Exercise directions
For the data below, restate word for word only the lines from the line containing "spot the person's face in the photo above" through the line containing "spot the young person in the photo above", both ends included.

Data extract
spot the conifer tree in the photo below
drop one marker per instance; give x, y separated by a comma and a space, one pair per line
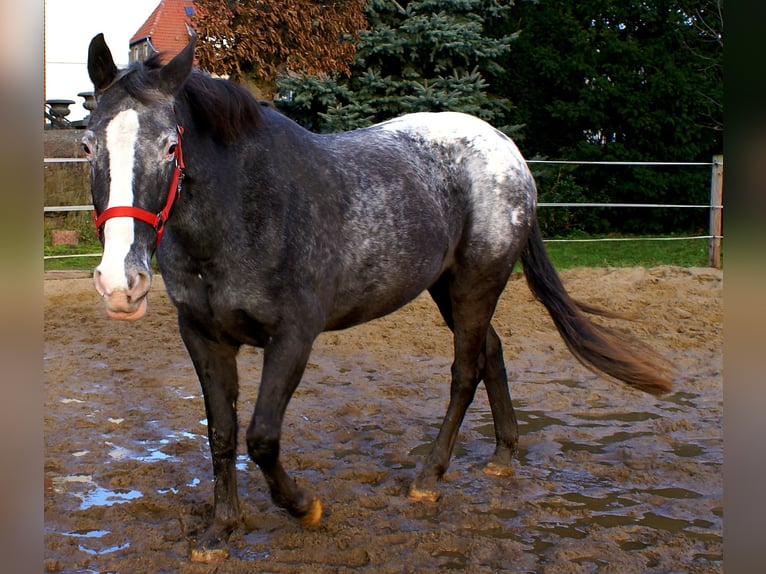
422, 55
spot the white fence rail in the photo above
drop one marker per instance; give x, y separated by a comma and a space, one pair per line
715, 206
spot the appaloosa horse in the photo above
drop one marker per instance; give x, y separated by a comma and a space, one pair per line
267, 235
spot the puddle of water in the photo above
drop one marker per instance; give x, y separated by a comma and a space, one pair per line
104, 497
87, 533
103, 551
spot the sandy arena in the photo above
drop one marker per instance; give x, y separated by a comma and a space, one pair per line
607, 479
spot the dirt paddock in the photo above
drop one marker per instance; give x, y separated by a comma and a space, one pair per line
607, 479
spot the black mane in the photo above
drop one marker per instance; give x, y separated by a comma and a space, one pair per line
221, 107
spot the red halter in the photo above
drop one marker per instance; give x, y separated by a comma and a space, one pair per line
156, 220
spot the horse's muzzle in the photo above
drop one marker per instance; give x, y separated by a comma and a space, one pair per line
125, 304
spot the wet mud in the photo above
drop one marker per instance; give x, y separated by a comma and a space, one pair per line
607, 479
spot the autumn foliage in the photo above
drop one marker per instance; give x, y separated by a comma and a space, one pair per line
257, 39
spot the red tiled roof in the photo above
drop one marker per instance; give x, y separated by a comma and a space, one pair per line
168, 26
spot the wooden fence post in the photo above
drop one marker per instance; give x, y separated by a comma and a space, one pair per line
716, 210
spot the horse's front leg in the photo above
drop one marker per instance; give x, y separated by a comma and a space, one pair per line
216, 367
284, 360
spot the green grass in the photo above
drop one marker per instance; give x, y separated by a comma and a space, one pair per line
640, 253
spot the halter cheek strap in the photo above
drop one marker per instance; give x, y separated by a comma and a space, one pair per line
156, 220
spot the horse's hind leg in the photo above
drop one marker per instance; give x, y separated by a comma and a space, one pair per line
216, 368
503, 416
468, 315
492, 372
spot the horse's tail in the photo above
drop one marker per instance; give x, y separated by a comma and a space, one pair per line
595, 346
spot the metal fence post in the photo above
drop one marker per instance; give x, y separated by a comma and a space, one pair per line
716, 210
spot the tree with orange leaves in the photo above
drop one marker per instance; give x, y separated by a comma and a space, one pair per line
251, 41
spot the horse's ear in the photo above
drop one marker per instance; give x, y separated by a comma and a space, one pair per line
101, 68
174, 74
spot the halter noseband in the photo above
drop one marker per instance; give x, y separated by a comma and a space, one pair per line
156, 220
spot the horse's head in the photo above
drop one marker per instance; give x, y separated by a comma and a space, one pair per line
133, 146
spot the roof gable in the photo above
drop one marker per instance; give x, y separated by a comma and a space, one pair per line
168, 27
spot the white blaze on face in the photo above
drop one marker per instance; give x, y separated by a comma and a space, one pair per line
121, 137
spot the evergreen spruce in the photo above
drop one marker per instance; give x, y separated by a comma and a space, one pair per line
423, 55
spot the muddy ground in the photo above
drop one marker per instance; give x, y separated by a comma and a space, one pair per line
607, 479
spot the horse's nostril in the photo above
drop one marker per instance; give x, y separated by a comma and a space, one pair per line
97, 282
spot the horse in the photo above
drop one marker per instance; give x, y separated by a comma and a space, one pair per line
267, 235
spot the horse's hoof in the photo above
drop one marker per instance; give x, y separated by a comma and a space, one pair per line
209, 555
423, 494
314, 515
495, 469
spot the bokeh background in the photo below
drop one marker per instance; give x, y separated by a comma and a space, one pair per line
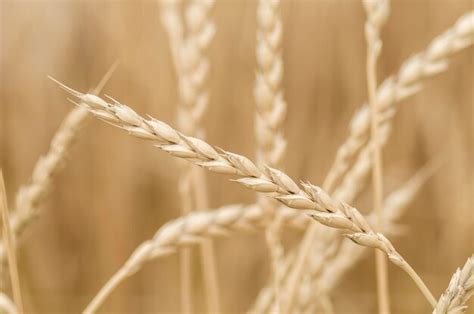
116, 191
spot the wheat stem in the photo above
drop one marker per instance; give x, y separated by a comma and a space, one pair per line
331, 259
30, 196
270, 113
9, 240
377, 14
396, 88
190, 230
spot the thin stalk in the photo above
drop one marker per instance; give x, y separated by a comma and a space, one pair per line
207, 248
377, 175
419, 282
10, 246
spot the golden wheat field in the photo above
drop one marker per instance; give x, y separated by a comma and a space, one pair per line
246, 144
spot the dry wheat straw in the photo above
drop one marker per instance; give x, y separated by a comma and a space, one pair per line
30, 197
192, 68
270, 113
270, 181
6, 305
9, 243
407, 82
329, 261
460, 289
377, 15
191, 230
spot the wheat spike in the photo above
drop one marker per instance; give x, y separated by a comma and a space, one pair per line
405, 83
331, 258
460, 289
433, 60
270, 113
192, 68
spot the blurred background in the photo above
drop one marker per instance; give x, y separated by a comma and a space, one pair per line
115, 191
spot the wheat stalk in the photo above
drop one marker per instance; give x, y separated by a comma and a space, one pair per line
395, 88
269, 181
6, 305
460, 289
9, 240
395, 205
270, 113
405, 83
377, 15
192, 68
329, 261
191, 230
30, 196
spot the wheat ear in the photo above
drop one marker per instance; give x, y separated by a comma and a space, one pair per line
377, 15
270, 181
192, 68
30, 196
394, 207
191, 230
270, 113
460, 289
407, 82
330, 261
9, 241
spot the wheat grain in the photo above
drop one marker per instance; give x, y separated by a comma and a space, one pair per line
270, 113
377, 15
270, 181
460, 289
9, 242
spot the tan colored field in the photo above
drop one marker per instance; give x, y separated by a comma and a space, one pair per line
114, 192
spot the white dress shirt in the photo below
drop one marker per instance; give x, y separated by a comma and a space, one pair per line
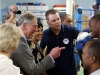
7, 67
97, 72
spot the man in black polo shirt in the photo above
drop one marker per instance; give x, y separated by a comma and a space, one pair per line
60, 35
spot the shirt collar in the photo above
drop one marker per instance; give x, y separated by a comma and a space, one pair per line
97, 72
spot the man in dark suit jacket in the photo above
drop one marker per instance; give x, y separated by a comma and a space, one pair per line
23, 57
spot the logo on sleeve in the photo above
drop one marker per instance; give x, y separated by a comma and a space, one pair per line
65, 41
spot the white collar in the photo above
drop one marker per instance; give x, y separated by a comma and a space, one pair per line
97, 72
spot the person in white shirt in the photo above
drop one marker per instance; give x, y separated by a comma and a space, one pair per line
9, 39
91, 57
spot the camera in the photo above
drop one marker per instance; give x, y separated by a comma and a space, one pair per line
17, 11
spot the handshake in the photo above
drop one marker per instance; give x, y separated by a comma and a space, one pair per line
82, 39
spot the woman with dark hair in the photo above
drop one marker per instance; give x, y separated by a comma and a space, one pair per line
34, 44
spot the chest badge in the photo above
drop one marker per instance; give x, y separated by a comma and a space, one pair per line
65, 41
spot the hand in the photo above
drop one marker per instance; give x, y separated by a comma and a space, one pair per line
55, 52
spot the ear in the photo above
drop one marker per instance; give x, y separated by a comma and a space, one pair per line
93, 59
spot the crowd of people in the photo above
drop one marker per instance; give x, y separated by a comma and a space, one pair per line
22, 44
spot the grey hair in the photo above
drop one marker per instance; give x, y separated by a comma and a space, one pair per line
26, 18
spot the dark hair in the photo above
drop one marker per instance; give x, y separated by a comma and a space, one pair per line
51, 11
94, 48
39, 23
27, 18
63, 16
5, 18
96, 18
97, 12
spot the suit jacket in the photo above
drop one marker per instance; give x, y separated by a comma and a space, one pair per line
24, 59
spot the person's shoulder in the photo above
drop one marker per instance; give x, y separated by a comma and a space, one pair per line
46, 31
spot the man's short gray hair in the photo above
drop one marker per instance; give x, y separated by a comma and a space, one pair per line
26, 18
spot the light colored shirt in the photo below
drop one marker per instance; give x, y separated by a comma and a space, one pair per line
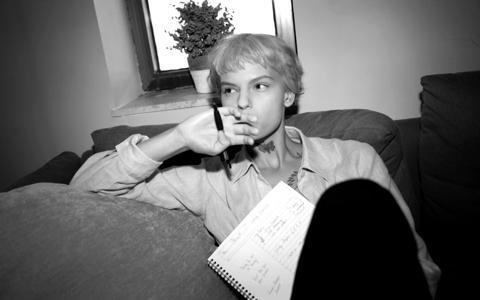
222, 203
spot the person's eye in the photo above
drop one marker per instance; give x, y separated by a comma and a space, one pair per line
227, 91
261, 86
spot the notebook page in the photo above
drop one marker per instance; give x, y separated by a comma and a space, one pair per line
263, 250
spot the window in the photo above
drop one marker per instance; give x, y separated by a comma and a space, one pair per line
163, 69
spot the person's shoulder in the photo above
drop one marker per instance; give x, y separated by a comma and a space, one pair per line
340, 145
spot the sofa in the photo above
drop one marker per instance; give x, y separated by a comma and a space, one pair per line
58, 242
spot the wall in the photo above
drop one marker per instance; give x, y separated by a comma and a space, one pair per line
61, 73
372, 53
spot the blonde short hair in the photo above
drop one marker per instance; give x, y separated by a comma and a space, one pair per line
231, 53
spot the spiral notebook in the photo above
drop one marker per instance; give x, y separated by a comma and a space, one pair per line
260, 256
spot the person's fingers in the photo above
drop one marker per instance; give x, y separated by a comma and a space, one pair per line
241, 140
244, 129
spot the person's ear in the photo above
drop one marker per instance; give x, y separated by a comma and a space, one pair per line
289, 99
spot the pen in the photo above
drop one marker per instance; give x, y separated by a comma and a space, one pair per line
219, 124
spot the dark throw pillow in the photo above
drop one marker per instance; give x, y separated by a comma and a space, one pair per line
59, 169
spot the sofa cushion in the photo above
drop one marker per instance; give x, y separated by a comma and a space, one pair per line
60, 243
59, 169
449, 164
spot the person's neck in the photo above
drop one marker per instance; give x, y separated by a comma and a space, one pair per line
275, 151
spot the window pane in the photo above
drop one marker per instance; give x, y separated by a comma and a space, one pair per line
243, 12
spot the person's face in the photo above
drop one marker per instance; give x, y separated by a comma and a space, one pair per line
257, 91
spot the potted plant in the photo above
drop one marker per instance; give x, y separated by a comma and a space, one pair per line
201, 27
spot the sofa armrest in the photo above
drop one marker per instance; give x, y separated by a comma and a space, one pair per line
409, 135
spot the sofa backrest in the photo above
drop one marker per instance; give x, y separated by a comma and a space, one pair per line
362, 125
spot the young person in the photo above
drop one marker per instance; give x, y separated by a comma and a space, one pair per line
258, 76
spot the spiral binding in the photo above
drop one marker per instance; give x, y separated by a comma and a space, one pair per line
229, 278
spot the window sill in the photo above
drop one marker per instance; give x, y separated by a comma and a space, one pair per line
164, 100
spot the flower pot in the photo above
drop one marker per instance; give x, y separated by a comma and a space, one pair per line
199, 70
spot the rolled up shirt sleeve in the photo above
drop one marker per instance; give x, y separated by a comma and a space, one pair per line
126, 172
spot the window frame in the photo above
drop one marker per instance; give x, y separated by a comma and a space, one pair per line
142, 32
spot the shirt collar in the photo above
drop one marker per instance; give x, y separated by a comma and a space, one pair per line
313, 159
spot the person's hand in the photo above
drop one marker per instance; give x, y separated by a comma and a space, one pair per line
201, 135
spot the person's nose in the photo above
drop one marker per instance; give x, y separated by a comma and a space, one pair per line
243, 100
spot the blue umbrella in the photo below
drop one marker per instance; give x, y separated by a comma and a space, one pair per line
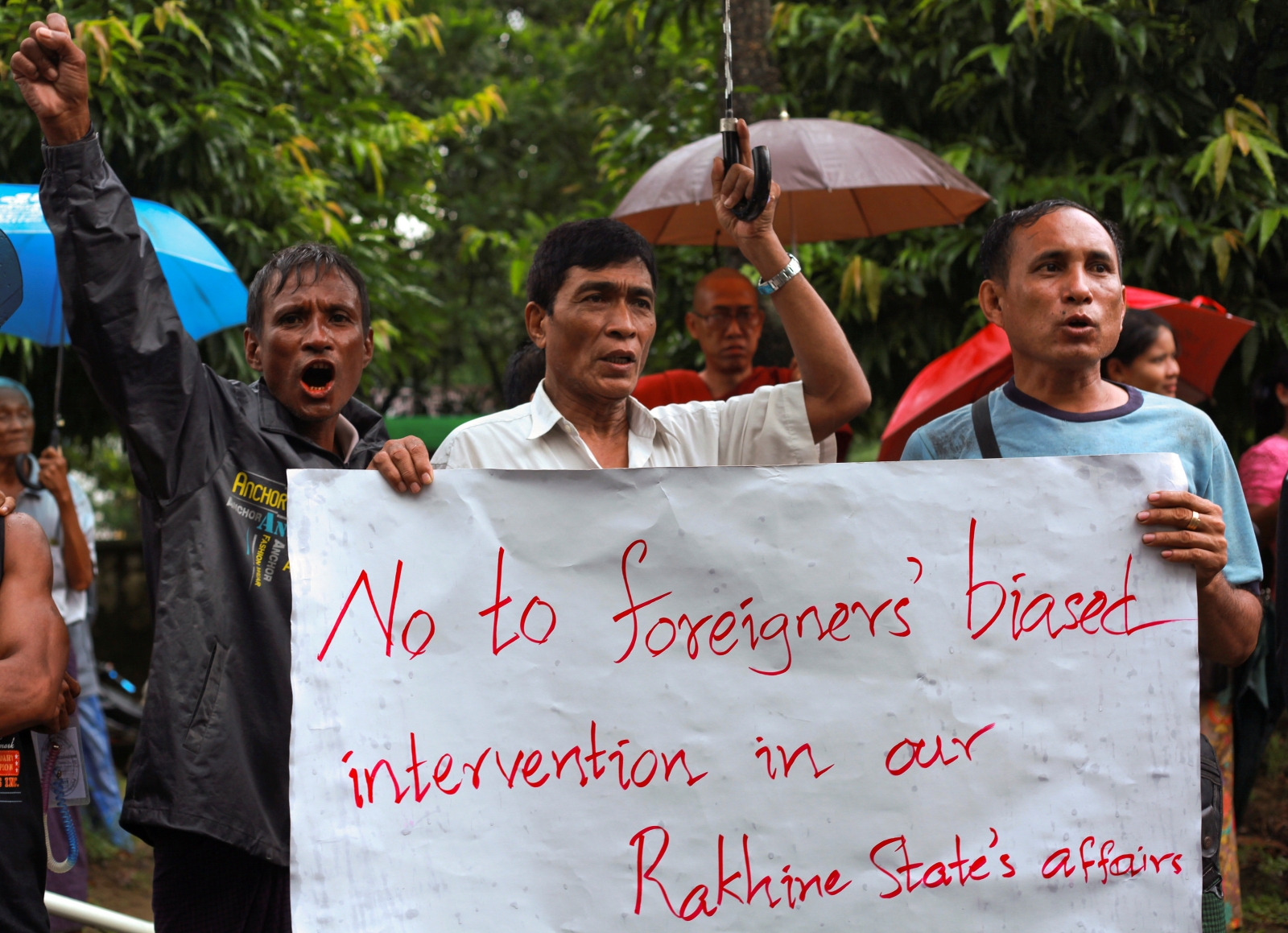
205, 287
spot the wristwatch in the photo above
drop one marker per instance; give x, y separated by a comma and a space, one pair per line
794, 268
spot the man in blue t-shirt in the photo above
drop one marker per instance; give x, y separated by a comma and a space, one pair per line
1053, 283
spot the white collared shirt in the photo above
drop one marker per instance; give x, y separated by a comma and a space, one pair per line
766, 428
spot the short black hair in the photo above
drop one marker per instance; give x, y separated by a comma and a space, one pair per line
589, 244
995, 249
1139, 332
523, 374
294, 259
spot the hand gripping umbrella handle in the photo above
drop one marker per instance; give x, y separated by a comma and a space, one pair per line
750, 208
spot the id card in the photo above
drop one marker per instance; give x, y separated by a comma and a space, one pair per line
70, 766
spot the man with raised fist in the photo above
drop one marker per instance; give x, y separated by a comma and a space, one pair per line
209, 778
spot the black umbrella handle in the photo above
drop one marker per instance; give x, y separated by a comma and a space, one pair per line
27, 468
750, 208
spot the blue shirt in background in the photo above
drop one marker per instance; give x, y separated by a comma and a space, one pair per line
1146, 424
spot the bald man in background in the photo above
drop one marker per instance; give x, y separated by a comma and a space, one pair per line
727, 321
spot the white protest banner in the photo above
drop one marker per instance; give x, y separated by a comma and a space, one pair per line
938, 696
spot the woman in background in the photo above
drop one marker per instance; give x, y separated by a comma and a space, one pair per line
1146, 355
1262, 467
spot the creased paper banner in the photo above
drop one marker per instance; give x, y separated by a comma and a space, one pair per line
952, 696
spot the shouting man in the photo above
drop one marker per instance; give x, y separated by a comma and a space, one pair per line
208, 782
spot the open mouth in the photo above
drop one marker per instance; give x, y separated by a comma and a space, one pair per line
319, 378
620, 360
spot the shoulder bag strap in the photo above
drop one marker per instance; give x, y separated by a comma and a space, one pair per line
983, 423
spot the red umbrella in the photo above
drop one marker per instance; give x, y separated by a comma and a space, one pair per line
957, 378
840, 182
1206, 336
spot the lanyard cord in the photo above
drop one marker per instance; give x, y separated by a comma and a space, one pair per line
728, 30
51, 780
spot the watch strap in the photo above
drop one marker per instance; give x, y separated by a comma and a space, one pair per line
790, 272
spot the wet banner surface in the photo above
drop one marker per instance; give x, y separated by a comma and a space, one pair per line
951, 696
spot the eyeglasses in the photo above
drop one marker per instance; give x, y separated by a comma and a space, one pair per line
723, 319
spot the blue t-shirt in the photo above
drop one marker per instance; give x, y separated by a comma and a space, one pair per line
1146, 424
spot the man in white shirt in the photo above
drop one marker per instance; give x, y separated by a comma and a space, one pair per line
592, 294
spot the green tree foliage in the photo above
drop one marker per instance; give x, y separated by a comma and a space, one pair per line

Answer space
spot the person's face in the photo above
drop one marker per instance; give x, y separated by a comma and a space, one pair per line
257, 91
spot the potted plant in the photo above
drop one marker per instance; give x, y separated by a comma and a space, one pair per line
201, 27
spot the sofa armrest in the photo above
drop one marker per instance; give x, y separated by a comma and a space, one pair per line
409, 135
spot the sofa backrest in the photo above
drop one marker per instance; give x, y separated by a comma and a space, one pair per line
362, 125
spot the young person in the photo above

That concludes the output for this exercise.